═══ Records shown
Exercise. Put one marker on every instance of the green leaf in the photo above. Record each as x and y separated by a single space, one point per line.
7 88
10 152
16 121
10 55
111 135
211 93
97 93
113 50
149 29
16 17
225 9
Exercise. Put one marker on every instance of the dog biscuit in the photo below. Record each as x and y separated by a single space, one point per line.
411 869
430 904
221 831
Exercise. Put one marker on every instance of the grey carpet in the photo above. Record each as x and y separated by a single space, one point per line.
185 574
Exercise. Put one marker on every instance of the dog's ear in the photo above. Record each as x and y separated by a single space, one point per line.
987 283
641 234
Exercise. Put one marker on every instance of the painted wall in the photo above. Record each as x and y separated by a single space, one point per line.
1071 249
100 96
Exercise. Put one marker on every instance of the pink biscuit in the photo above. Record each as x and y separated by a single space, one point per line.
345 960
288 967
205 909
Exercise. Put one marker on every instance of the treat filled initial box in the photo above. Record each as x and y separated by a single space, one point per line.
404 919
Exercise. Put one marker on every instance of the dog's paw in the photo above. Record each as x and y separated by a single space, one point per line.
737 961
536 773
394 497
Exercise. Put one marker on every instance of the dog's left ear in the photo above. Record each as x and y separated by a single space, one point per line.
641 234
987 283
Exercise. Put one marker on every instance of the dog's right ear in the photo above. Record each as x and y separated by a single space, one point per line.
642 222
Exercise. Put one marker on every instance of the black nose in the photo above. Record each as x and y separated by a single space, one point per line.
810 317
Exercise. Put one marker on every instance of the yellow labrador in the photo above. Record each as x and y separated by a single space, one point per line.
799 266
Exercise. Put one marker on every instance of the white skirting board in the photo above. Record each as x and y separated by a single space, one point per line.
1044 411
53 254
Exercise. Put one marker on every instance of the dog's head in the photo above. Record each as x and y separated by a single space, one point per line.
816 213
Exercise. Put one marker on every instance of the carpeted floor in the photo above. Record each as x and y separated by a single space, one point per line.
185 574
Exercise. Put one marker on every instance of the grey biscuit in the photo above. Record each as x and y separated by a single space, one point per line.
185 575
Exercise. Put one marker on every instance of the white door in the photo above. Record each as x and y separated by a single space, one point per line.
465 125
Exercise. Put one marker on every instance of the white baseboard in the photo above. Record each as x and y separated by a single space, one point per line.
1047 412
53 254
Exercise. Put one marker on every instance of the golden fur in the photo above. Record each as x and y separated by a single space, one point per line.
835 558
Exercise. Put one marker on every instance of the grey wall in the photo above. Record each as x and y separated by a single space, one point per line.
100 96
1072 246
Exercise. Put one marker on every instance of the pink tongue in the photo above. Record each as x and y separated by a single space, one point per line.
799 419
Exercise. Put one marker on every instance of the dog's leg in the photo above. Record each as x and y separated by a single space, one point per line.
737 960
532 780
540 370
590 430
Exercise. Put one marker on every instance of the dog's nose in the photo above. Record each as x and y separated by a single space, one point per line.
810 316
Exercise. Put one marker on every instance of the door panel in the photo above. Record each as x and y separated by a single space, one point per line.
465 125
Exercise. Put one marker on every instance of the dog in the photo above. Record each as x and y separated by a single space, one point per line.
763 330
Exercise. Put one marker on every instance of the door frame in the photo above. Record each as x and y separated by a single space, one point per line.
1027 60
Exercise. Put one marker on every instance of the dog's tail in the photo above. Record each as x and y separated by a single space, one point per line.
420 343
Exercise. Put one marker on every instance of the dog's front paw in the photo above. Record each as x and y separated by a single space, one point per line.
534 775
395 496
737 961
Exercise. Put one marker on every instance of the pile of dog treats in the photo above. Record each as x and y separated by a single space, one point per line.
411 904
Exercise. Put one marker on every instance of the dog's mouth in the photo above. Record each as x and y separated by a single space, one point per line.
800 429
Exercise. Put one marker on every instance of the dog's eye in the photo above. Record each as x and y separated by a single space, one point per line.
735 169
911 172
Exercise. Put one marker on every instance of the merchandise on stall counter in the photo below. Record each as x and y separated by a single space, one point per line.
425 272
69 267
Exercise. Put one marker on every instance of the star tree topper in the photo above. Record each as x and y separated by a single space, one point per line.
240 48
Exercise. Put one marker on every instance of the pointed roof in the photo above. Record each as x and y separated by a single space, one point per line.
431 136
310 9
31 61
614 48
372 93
══════
**What to produce:** Would you write out the full listing exactly as given?

**Your response:**
Exercise. Put one marker on every instance of the green leaf in the photo above. Record each as x and y separated by a single space, one point per line.
7 88
10 152
16 121
10 55
111 135
211 93
97 93
113 50
149 29
16 17
225 9
Exercise. Put one marker on every instance of the dog biscuit in the photo below. Record each as x and y separated by a single space, one point per line.
411 869
430 904
221 831
Exercise. Put one marker on every instance of the grey carpet in the photo above. Record each as x and y separated by a single space, one point per line.
185 574
Exercise. Put one marker on every instance of the dog's ear in the photo above. Record each as x and y separated by a single space, one point per line.
987 283
641 234
Exercise. Put one marker on every instance of the painted wall in the photo above. Record each as x and y separated by a single space, one point per line.
1071 249
100 96
Exercise. Put one marker on every instance of the pink biscuit in the photo above. Record each as x and y separated by a single space, one point per line.
345 960
288 967
205 909
Exercise. Put one marker on every instance of the treat filled initial box in the photo above. Record each as x and y separated by a single space, one point per line.
404 919
Exercise. Put one marker on every instance of the dog's paw in the photo above. Record each as x and y separated by a single space, one point per line.
737 961
536 773
394 497
Exercise. Put one marker on every instance of the dog's left ear in the photo above. Record each as x and y separated by a single space, one point per line.
641 234
987 283
Exercise. Put one marker on every instance of the dog's right ear in the photo above. Record each as x and y separated by a single space, one point per line.
642 222
Exercise. Put one marker on every instance of the black nose in the photo above. Record each as x and y separated by a single space, one point per line.
810 317
Exercise. Put one marker on every instance of the yellow labrador in the photo above. Record each as x and y separated by a single space, one point per line.
799 266
Exercise. Put one marker on every instance of the white skirting board in the photo above. Record each as x and y separated by a single space, one point per line.
1044 411
53 254
Exercise. Put one marker on every instance of the dog's head in the photo above. Record each as x and y separated by a single space, one point per line.
816 213
Exercise. Put one marker on every instance of the carpeted floor in the photo above. Record each as x and y separated by a single space, one point per line.
185 574
Exercise. Put one marker on every instance of the grey biscuit in the photo above. Record each as x and y separated by a single space, one point per line.
185 575
Exercise. Put one marker on every instance of the white door in the photo above. Record each as x and y separated by a single space, one point per line.
465 125
Exercise. Put one marker on every instance of the white baseboard in the photo above. Record each as x and y separated by a single space, one point per line.
1047 412
53 254
Exercise. Put one marker on every instance of the golden fur in the photo above. Record each as x and y separated by a single space, one point per line.
835 558
Exercise. Put one marker on every instance of the grey wall in the photo above. Record each as x and y separated by a single space, one point per line.
100 96
1072 246
Exercise. Put one marker on every instance of the pink tongue in the photo above. Record each as x and y separated by a single space, one point per line.
799 419
Exercise. Put one marker on every instance of the dog's leg in the photo above. Record each as x and y separated by a single space, one point per line.
737 960
532 780
540 370
590 430
Exercise. Put one marker on every instance of the dog's nose in the photo above. Record each as x and y separated by a single space, one point per line.
810 316
Exercise. Put one marker on every instance of the door panel in the photo above. Record each as x and y separated by a single space, one point per line.
465 125
Exercise. Put one marker on every instance of the dog in the photo above. Record each as x and y separated by a single space, one point per line.
763 330
Exercise. Put one marker on every instance of the door frame in the photo above. Record each as x and y separated by a single space, one point per line.
1027 60
Exercise. Put one marker on every instance of the dog's tail in the photo above. Record each as x and y separated by a single space, one point per line.
420 343
Exercise. Put one marker on every instance of the dog's front paw in the photo above. Record each as x and y separated by a single space, one point per line.
534 775
395 496
737 961
Exercise. Put one marker on every instance of the pile of dog treats in the photo above. Record each as x and y separated by a single space, one point per line.
411 904
Exercise. Put one marker on every instance of the dog's mouth in the photo above. Record each as x and y separated by a single space, one point per line.
800 429
Exercise. Put one marker on every instance of the dog's eye in the photo above. Record each as x and y separated by a single space, one point per line.
735 169
911 172
Exercise. Put one marker on every instance of the merchandise on stall counter in the photo below. Record each as x and y separated by a single space, one point per line.
425 272
69 267
Exercise. Put one marker on every instance of the star tree topper in the photo above. Record each as x and y separated by a single space, one point per line.
240 48
Exercise. Put one marker on every instance of the pointed roof in the photo above. Record each as x and y separated by a single space, one point per line.
431 136
310 9
31 61
614 48
372 93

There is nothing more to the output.